Page extract:
Privacy Protection With Facial Deidentification Machine Learning Methods: Can Current Methods Be Applied to Dermatology?
In the era of increasing tools for automatic image analysis in dermatology, new machine learning models require high-quality image data sets. Facial image data are needed for developing models to evaluate attributes such as redness (acne and rosacea models), texture (wrinkles and aging models), pigmentation (melasma, seborrheic keratoses, aging, and postinflammatory hyperpigmentation), and skin lesions. Deidentifying facial images is critical for protecting patient anonymity. Traditionally, journals have required facial feature concealment typically covering the eyes, but these guidelines are largely insufficient to meet ethical and legal guidelines of the Health Insurance Portability and Accountability Act for patient privacy. Currently, facial feature deidentification is a challenging task given lack of expert consensus and lack of testing infrastructure for adequate automatic and manual facial image detection.
This study aimed to review the current literature on automatic facial deidentification algorithms and to assess their utility in dermatology use cases, defined by preservation of skin attributes (redness, texture, pigmentation, and lesions) and data utility.
We conducted a systematic search using a combination of headings and keywords to encompass the concepts of facial deidentification and privacy preservation. The MEDLINE (via PubMed), Embase (via Elsevier), and Web of Science (via Clarivate) databases were queried from inception to May 1, 2021. Studies with the incorrect design and outcomes were excluded during the screening and review process.
A total of 18 studies, largely focusing on general adversarial network (GANs), were included in the final review reporting various methodologies of facial deidentification algorithms for still and video images. GAN-based studies were included owing to the algorithm’s capacity to generate high-quality, realistic images. Study methods were rated individually for their utility for use cases in dermatology, pertaining to skin color or pigmentation and texture preservation, data utility, and human detection, by 3 human reviewers. We found that most studies notable in the literature address facial feature and expression preservation while sacrificing skin color, texture, pigmentation, which are critical features in dermatology-related data utility.
Overall, facial deidentification algorithms have made notable advances such as disentanglement and face swapping techniques, while producing realistic faces for protecting privacy. However, they are sparse and currently not suitable for complete preservation of skin texture, color, and pigmentation quality in facial photographs. Using the current advances in artificial intelligence for facial deidentification summarized herein, a novel approach is needed to ensure greater patient anonymity, while increasing data access for automated image analysis in dermatology.

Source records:
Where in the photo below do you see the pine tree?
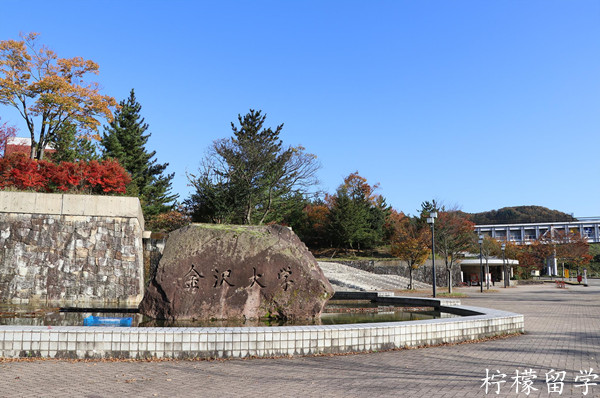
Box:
[51,122,98,163]
[101,89,178,218]
[186,109,319,224]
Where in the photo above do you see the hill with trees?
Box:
[469,206,576,225]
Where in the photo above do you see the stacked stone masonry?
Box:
[0,192,143,305]
[0,298,524,359]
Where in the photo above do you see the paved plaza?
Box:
[0,281,600,398]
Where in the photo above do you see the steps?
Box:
[319,261,431,291]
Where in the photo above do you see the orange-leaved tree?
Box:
[0,33,117,160]
[435,210,475,293]
[390,212,429,289]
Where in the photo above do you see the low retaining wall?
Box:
[0,293,524,359]
[0,191,144,305]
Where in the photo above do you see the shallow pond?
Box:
[0,300,455,327]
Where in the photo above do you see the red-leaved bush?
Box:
[0,153,131,194]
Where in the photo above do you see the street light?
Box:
[427,211,437,298]
[477,235,483,293]
[500,243,508,287]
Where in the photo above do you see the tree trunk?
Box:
[485,257,491,290]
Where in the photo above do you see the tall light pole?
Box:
[500,243,508,287]
[477,235,483,293]
[427,211,437,298]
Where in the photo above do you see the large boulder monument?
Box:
[140,224,333,320]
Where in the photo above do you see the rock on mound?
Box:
[140,224,333,319]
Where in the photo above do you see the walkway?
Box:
[0,281,600,398]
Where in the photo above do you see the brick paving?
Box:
[0,281,600,398]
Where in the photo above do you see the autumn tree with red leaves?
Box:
[0,118,17,157]
[0,33,117,160]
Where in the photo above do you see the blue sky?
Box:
[0,0,600,217]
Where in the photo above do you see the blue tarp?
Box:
[83,315,133,326]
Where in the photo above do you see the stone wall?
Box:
[339,259,460,286]
[0,192,143,305]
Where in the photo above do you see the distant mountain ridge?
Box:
[469,206,577,225]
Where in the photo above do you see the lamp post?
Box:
[477,235,483,293]
[500,243,508,287]
[427,211,437,298]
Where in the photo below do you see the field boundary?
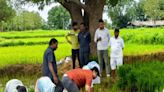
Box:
[0,52,164,76]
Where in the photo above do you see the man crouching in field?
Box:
[109,29,124,79]
[62,67,99,92]
[43,38,64,92]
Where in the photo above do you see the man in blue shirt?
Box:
[43,38,64,92]
[78,23,91,67]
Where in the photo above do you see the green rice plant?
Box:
[117,61,164,92]
[0,37,67,47]
[0,30,68,39]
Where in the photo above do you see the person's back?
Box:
[35,77,56,92]
[43,47,57,79]
[5,79,27,92]
[66,68,93,88]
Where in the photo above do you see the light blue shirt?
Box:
[37,77,55,92]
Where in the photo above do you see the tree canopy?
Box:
[48,5,71,29]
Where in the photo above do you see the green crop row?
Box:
[0,37,67,47]
[117,61,164,92]
[0,30,68,39]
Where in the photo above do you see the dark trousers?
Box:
[51,78,64,92]
[62,76,80,92]
[80,50,89,67]
[72,49,82,69]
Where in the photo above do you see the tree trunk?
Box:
[61,0,106,57]
[88,0,105,57]
[61,2,83,23]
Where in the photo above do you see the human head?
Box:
[49,38,58,50]
[91,67,100,79]
[17,86,27,92]
[72,22,78,31]
[99,19,104,29]
[80,22,86,31]
[114,28,119,38]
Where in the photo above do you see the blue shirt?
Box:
[78,31,91,52]
[37,77,55,92]
[43,47,57,79]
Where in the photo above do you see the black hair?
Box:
[72,21,78,26]
[80,22,86,26]
[80,22,88,30]
[114,28,120,32]
[49,38,58,45]
[16,86,27,92]
[99,19,104,23]
[91,67,100,76]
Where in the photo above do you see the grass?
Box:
[117,61,164,92]
[0,43,164,67]
[0,44,71,67]
[0,37,66,47]
[0,28,164,92]
[0,30,68,39]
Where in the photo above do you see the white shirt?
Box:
[94,28,110,50]
[5,79,23,92]
[83,61,101,87]
[109,37,124,58]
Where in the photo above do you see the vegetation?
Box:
[48,6,71,29]
[117,61,164,92]
[0,28,164,67]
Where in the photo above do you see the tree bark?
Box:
[61,2,83,23]
[86,0,106,57]
[61,0,106,57]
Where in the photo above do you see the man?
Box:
[78,23,91,67]
[5,79,27,92]
[110,29,124,79]
[66,22,82,69]
[83,61,101,92]
[62,67,99,92]
[94,19,110,77]
[43,38,63,92]
[35,76,56,92]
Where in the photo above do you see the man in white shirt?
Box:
[110,29,124,79]
[94,19,110,77]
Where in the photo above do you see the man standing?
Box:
[62,67,99,92]
[78,23,91,67]
[94,19,110,77]
[43,38,64,92]
[110,29,124,79]
[66,22,82,69]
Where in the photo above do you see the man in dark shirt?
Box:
[43,38,63,92]
[78,23,91,66]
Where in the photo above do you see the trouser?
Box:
[110,57,123,70]
[51,78,64,92]
[62,76,80,92]
[97,50,110,74]
[72,49,82,69]
[80,50,89,67]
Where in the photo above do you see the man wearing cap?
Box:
[62,67,99,92]
[94,19,110,77]
[109,29,124,79]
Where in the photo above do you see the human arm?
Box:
[35,80,39,92]
[65,33,72,44]
[47,52,58,84]
[85,85,91,92]
[48,62,58,84]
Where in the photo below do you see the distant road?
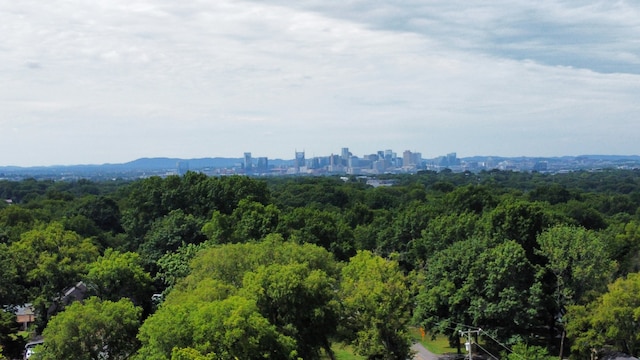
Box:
[412,343,440,360]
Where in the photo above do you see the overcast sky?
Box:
[0,0,640,166]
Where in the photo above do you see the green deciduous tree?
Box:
[339,251,411,360]
[84,249,153,310]
[537,225,616,358]
[414,238,544,350]
[9,222,98,323]
[34,297,141,360]
[566,273,640,356]
[139,235,337,359]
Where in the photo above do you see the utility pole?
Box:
[460,328,482,360]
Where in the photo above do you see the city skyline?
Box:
[0,0,640,166]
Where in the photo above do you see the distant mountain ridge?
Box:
[0,155,640,178]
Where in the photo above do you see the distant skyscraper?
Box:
[244,153,253,171]
[295,151,306,171]
[257,157,269,171]
[340,148,351,166]
[177,161,189,175]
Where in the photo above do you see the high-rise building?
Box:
[244,153,253,172]
[177,161,189,175]
[257,157,269,172]
[295,151,306,171]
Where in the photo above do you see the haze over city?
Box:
[0,0,640,166]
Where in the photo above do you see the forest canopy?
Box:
[0,170,640,359]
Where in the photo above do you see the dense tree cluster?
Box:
[0,170,640,360]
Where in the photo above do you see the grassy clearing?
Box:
[323,344,365,360]
[411,328,464,355]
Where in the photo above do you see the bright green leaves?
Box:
[566,273,640,356]
[339,251,411,360]
[35,297,141,360]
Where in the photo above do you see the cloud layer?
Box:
[0,0,640,165]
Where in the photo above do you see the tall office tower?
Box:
[177,161,189,175]
[402,150,415,166]
[340,148,351,166]
[447,153,460,166]
[257,157,269,171]
[295,151,306,171]
[244,153,252,171]
[412,153,422,166]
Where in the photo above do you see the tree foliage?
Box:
[34,297,141,360]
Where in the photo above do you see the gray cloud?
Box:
[0,0,640,164]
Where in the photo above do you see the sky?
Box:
[0,0,640,166]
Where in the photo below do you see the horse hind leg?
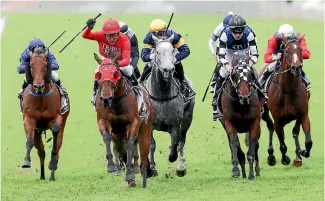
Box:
[300,114,313,158]
[274,121,290,165]
[34,130,45,180]
[149,131,158,177]
[262,105,276,166]
[292,119,302,167]
[22,117,37,168]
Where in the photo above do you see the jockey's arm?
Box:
[81,27,103,41]
[130,35,139,67]
[118,35,131,67]
[247,31,259,64]
[173,33,191,62]
[47,51,60,70]
[218,32,228,65]
[300,38,310,59]
[264,36,277,63]
[209,23,223,55]
[141,33,153,62]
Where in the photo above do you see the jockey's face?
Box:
[105,33,119,45]
[231,32,243,40]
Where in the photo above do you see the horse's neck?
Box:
[149,66,178,97]
[278,61,300,93]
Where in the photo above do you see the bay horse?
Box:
[262,35,313,167]
[94,53,153,188]
[142,35,195,177]
[216,52,265,180]
[22,47,70,181]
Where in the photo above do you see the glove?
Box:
[86,19,96,29]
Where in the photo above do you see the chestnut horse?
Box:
[217,52,265,180]
[94,53,153,188]
[262,33,313,167]
[22,47,70,181]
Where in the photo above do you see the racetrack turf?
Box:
[1,14,324,201]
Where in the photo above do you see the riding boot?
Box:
[91,80,98,107]
[301,70,311,91]
[18,80,28,99]
[140,63,151,82]
[212,76,225,121]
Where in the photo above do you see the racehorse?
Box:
[94,53,153,188]
[22,47,70,181]
[262,33,313,167]
[216,52,265,180]
[142,35,195,177]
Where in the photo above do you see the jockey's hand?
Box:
[272,53,282,61]
[226,64,232,73]
[86,19,96,29]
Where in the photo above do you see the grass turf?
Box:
[1,14,324,201]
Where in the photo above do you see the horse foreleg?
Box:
[133,142,140,174]
[300,114,313,158]
[22,116,37,168]
[176,130,187,177]
[247,120,261,180]
[168,125,181,163]
[225,121,240,178]
[34,131,45,180]
[48,115,62,181]
[262,105,276,166]
[274,119,290,165]
[292,119,302,167]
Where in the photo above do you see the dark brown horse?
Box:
[94,54,153,188]
[22,47,70,181]
[218,52,265,180]
[262,33,313,167]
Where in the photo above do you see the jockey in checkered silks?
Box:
[212,15,267,120]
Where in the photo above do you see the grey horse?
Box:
[142,35,195,177]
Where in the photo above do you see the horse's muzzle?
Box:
[100,96,113,107]
[33,84,45,94]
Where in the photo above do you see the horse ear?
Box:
[168,33,175,43]
[94,53,103,64]
[152,35,159,44]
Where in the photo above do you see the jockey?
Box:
[17,39,66,99]
[82,19,138,106]
[212,15,266,120]
[118,21,141,79]
[140,19,190,94]
[259,24,311,91]
[209,11,234,93]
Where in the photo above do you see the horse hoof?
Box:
[176,169,186,177]
[293,159,302,167]
[281,156,291,165]
[128,180,137,188]
[267,155,276,166]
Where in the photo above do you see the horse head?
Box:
[94,53,122,107]
[281,34,304,76]
[152,34,175,80]
[230,52,255,104]
[26,46,52,95]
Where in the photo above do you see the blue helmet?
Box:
[222,11,234,26]
[28,38,45,50]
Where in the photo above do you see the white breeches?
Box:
[219,48,249,78]
[24,71,59,82]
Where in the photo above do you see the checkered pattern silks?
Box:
[237,62,252,82]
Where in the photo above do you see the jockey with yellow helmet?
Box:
[140,19,191,93]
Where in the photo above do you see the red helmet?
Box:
[102,19,120,34]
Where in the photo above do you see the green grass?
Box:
[1,14,324,201]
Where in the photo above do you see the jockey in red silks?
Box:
[259,24,311,91]
[82,19,138,106]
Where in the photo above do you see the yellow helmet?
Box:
[150,19,167,32]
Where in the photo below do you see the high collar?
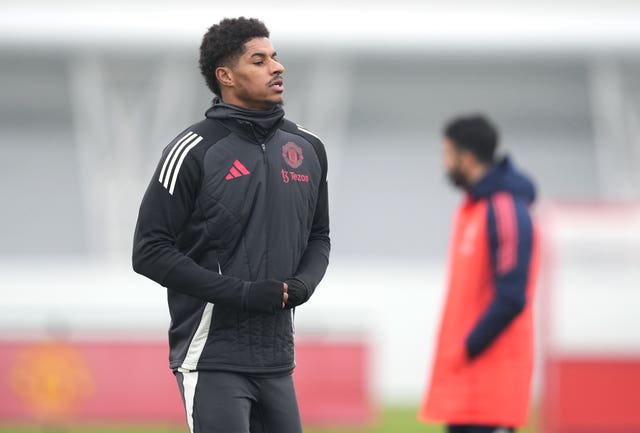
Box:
[205,97,284,142]
[468,157,536,203]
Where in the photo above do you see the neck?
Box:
[220,92,273,111]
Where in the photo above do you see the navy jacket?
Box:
[466,158,536,358]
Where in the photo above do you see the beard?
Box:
[447,168,469,189]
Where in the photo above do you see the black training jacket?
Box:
[133,101,330,373]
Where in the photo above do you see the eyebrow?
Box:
[251,51,278,57]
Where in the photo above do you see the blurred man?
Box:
[133,18,330,433]
[419,116,538,433]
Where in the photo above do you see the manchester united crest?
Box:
[282,141,304,168]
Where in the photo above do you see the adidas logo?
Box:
[225,159,251,180]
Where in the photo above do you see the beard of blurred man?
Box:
[443,138,469,189]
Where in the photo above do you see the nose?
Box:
[271,60,285,75]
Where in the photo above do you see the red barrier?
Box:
[0,341,372,424]
[543,357,640,433]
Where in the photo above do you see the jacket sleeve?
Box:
[286,140,331,308]
[466,193,533,359]
[132,134,249,308]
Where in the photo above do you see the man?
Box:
[133,17,330,433]
[419,116,538,433]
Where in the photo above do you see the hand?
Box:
[285,278,309,308]
[242,280,289,314]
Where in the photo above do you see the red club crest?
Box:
[282,141,304,168]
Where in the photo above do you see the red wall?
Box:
[0,340,373,424]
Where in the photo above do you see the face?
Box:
[216,38,284,110]
[442,137,468,188]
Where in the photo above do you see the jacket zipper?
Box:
[260,143,269,277]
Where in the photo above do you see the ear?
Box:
[216,66,234,87]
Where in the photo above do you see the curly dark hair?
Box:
[444,114,499,163]
[200,17,269,96]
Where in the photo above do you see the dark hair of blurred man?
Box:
[133,17,330,433]
[419,115,538,433]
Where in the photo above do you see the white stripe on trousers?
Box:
[178,368,198,433]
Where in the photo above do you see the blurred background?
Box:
[0,0,640,432]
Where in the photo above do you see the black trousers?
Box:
[447,425,514,433]
[175,371,302,433]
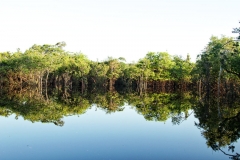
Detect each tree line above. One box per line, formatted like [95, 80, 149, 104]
[0, 36, 240, 92]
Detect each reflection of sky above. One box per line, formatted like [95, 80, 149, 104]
[0, 106, 236, 160]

Directions:
Rewrite everything in the facial deidentification review from "A total of 18" down to "dermatology-related data utility.", changing "still and video images" to "still and moving images".

Solution below:
A total of 18 studies, largely focusing on general adversarial network (GANs), were included in the final review reporting various methodologies of facial deidentification algorithms for still and moving images. GAN-based studies were included owing to the algorithm’s capacity to generate high-quality, realistic images. Study methods were rated individually for their utility for use cases in dermatology, pertaining to skin color or pigmentation and texture preservation, data utility, and human detection, by 3 human reviewers. We found that most studies notable in the literature address facial feature and expression preservation while sacrificing skin color, texture, pigmentation, which are critical features in dermatology-related data utility.